◆ Text passage:
◇ ◇ ◇

The histone acetylase activator pentadecylidenemalonate 1b rescues proliferation and differentiation in the human cardiac mesenchymal cells of type 2 diabetic patients.
Vecellio M., Spallotta F., Nanni S., Colussi C., Cencioni C., Derlet A., Bassetti B., Tilenni M., Carena MC., Farsetti A., Sbardella G., Castellano S., Mai A., Martelli F., Pompilio G., Capogrossi MC., Rossini A., Dimmeler S., Zeiher A., Gaetano C.
This study investigates the diabetes-associated alterations present in cardiac mesenchymal cells (CMSC) obtained from normoglycemic (ND-CMSC) and type 2 diabetic patients (D-CMSC), identifying the histone acetylase (HAT) activator pentadecylidenemalonate 1b (SPV106) as a potential pharmacological intervention to restore cellular function. D-CMSC were characterized by a reduced proliferation rate, diminished phosphorylation at histone H3 serine 10 (H3S10P), decreased differentiation potential, and premature cellular senescence. A global histone code profiling of D-CMSC revealed that acetylation on histone H3 lysine 9 (H3K9Ac) and lysine 14 (H3K14Ac) was decreased, whereas the trimethylation of H3K9Ac and lysine 27 significantly increased. These observations were paralleled by a downregulation of the GCN5-related N-acetyltransferases (GNAT) p300/CBP-associated factor and its isoform 5-α general control of amino acid synthesis (GCN5a), determining a relative decrease in total HAT activity. DNA CpG island hypermethylation was detected at promoters of genes involved in cell growth control and genomic stability. Remarkably, treatment with the GNAT proactivator SPV106 restored normal levels of H3K9Ac and H3K14Ac, reduced DNA CpG hypermethylation, and recovered D-CMSC proliferation and differentiation. These results suggest that epigenetic interventions may reverse alterations in human CMSC obtained from diabetic patients.

◇ ◇ ◇

◆ Extracted entries:
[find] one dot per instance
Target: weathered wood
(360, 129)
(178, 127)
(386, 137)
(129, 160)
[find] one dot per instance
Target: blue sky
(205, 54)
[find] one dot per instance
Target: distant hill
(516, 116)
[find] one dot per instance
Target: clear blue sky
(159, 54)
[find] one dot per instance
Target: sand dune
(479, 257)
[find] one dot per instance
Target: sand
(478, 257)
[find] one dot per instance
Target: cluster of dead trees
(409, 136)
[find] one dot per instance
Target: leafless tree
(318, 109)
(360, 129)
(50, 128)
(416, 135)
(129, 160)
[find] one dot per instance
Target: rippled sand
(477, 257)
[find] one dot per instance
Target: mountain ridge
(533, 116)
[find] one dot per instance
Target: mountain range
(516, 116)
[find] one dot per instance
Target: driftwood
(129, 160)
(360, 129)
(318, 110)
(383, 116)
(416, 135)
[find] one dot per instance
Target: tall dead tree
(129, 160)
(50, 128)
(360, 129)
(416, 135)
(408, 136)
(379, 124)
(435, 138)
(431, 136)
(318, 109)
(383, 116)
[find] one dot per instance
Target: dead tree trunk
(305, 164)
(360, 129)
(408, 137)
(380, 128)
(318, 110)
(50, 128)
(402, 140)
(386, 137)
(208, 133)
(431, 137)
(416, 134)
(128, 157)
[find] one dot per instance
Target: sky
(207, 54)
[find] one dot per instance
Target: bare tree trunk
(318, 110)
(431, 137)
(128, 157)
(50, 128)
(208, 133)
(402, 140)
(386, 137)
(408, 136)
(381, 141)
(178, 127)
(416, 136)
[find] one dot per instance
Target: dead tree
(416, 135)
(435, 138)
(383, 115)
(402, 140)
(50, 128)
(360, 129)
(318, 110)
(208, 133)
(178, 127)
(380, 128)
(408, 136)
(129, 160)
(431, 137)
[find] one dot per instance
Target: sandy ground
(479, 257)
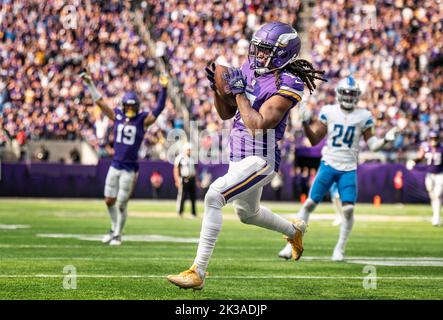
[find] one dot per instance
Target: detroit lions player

◇ ◇ ◇

◆ Brief 1:
Reproduce part of the abstract on diabetic cardiac mesenchymal cells word for word. Begin at the words "The histone acetylase activator" and stop after the words "2 diabetic patients.".
◆ Brief 2:
According to the abstract on diabetic cardiac mesenchymal cells, which two histone acetylation levels did treatment with SPV106 restore to normal?

◆ Expected output 1:
The histone acetylase activator pentadecylidenemalonate 1b rescues proliferation and differentiation in the human cardiac mesenchymal cells of type 2 diabetic patients.

◆ Expected output 2:
SPV106 restored normal levels of H3K9Ac and H3K14Ac.